Sunday, November 7 @ 10:30 am - 11:30 am

Democracy Up for Grabs

Details

Date:
Sunday, November 7
Time:
10:30 am - 11:30 am
Event Categories:
,
Join Us:
https://tinyurl.com/ESUCWorship

Venue

Online Event

Rev. Furrer, preaching on the perilous state of democratic society in the current age, how we can defend it, and what are our prospects of success?

how to attend

Bulletin

• To virtually attend, please Zoom in using room number 989 3107 9078, passcode: chalice.
• To phone into the service, call 669-900-6833, Meeting ID: 989 3107 9078.

For those joining, please mute as soon as you enter the room, so everyone can hear. Please note, the services will be recorded, but at this time, there are no plans to share the recording.

More Information

Religious Education for children and youth begins at 9:30 a.m. in the same room! Learn more here.

If you don’t have a chalice, but want to light one, check out our Making a Chalice at Home page.

Service is followed by Coffee Hour.

Children’s Story

Sermon Audio

Democracy Up for Grabs

by Rev. Dr. Stephen H. Furrer

Sermon Text

When I was a child, I walked about 2/3 of a mile to school and back home twice a day. I remember learning about our country: that it was a democracy. As we used to say on the playground: “it’s a free country. You can’t make me!” And it was understood to be a fait accompli. That America was a free country, period. The matter has been settled.

It was kind of like folks who designate really insightful people as “enlightened…” as though they had “arrived” at a certain level of consciousness—a plateau—from which there is no descent and that henceforth their lives would be free of any problems. Which is nonsense. One always has work to do on oneself.

Similarly, democracy is not something that once accomplished, has been forever achieved. No. Democracy is always up for grabs. Always in balance. Always requiring vigilance to keep it alive, healthy, and thriving. This is what I want to preach on this morning.

Our country, in the immortal words of Abraham Lincoln’s Gettysburg Address, was “conceived in liberty and dedicated to the proposition that all people are created equal.” Liberty. And equality. Two equal foundational aspects of our government. It’s a good formula. Curtail liberty or promote inequality and the government will become increasingly unstable—as we learned in the years leading up to, during, and immediately following the Civil War. Build up equality and encourage more freedom—like the period between 1933 and 1978—and we become unified as a people and strong enough to win the Cold War and the Space Race while leading a thriving global economy.

------------------------------------

> SET EXERCISE A
Rewrite the paragraph in the sermon page that begins "Similarly, democracy is not something" as a short bulleted list that keeps its main points.
> SET EXERCISE B
Carry on with the sermon page, adding one or two paragraphs of the sermon after its final sentence.
The material isn't needed for this work.

> Records of labeled points
------------------------------------

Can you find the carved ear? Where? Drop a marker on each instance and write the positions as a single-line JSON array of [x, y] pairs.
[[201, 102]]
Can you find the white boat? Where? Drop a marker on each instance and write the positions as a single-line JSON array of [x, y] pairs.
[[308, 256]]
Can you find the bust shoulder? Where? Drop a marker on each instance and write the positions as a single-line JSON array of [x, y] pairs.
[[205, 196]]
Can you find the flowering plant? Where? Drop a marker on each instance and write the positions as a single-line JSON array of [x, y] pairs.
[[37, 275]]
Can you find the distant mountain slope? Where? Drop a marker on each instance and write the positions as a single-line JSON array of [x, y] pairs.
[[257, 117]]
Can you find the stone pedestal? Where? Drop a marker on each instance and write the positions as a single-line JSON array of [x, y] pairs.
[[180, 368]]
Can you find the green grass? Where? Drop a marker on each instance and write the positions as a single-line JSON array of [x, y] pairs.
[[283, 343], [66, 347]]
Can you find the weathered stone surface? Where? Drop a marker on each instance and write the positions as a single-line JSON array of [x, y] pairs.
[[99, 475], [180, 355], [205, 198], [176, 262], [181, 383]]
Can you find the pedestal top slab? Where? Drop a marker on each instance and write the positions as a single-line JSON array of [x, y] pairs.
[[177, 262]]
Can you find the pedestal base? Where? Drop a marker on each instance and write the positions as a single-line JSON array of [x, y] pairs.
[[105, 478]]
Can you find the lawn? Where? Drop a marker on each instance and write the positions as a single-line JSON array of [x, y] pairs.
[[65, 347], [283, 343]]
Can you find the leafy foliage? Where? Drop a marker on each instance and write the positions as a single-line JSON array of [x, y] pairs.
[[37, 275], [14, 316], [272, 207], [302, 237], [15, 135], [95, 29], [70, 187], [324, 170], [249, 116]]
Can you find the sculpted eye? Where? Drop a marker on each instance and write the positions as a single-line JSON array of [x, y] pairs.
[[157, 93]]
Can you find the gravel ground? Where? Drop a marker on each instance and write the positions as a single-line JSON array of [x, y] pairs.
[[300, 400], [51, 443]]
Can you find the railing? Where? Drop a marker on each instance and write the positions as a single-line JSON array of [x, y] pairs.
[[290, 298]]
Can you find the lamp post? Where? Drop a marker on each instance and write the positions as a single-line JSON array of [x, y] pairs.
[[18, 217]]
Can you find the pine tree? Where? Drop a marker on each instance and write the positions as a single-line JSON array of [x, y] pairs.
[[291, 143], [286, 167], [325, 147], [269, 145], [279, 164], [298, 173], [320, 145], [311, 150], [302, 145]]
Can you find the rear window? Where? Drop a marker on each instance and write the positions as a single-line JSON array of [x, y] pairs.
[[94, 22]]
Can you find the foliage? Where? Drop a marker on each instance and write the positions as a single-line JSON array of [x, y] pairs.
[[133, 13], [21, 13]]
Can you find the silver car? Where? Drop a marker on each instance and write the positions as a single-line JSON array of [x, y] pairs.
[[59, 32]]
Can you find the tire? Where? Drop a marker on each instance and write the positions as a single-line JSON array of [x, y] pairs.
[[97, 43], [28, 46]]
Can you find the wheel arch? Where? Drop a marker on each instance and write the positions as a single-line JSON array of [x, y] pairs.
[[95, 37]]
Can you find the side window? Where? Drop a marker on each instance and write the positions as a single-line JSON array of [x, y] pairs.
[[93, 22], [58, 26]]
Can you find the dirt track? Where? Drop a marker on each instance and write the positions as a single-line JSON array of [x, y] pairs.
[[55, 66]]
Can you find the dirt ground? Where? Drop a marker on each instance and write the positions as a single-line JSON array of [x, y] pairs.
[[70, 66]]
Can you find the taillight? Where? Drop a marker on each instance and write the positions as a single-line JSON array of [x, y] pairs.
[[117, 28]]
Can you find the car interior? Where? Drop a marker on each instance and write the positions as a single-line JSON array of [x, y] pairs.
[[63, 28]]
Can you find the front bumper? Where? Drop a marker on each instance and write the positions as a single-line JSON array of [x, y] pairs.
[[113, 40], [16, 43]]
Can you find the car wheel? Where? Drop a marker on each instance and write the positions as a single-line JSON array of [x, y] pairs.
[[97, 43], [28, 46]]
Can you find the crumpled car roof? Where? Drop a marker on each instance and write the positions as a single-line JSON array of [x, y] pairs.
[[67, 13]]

------------------------------------

> TASK ANSWER A
- Democracy is never achieved once and for all.
- It is always up for grabs and always in balance.
- It always needs vigilance to stay alive, healthy, and thriving.
- This is the subject of the morning's sermon.

> TASK ANSWER B
My father, a Republican businessman, used to say “a rising tide raises all ships.” This is because sharing the wealth broadly across the economy helps everyone do better—and helps the economy thrive. It was this operative default position that got America out of the depression, through the Second World War, and—with the fall of the Berlin Wall thirty-two years ago this Tuesday—into the role of supreme global superpower.

Though President Washington warried of political parties, they soon came into being and have been jockeying for power ever since. James Madison, acknowledged as “father of the constitution,” worked with fellow Virginian Thomas Jefferson to unite agricultural and rural interests in opposition to the mercantile interests of the more urban, artisanal North. And they were remarkably successful, beating their rivals in all but four presidential terms between our founding and the outbreak of the Civil War, which ended the slaveocracy’s effort to impose their unequal, unfree vision of what the country’s founders had sought to establish.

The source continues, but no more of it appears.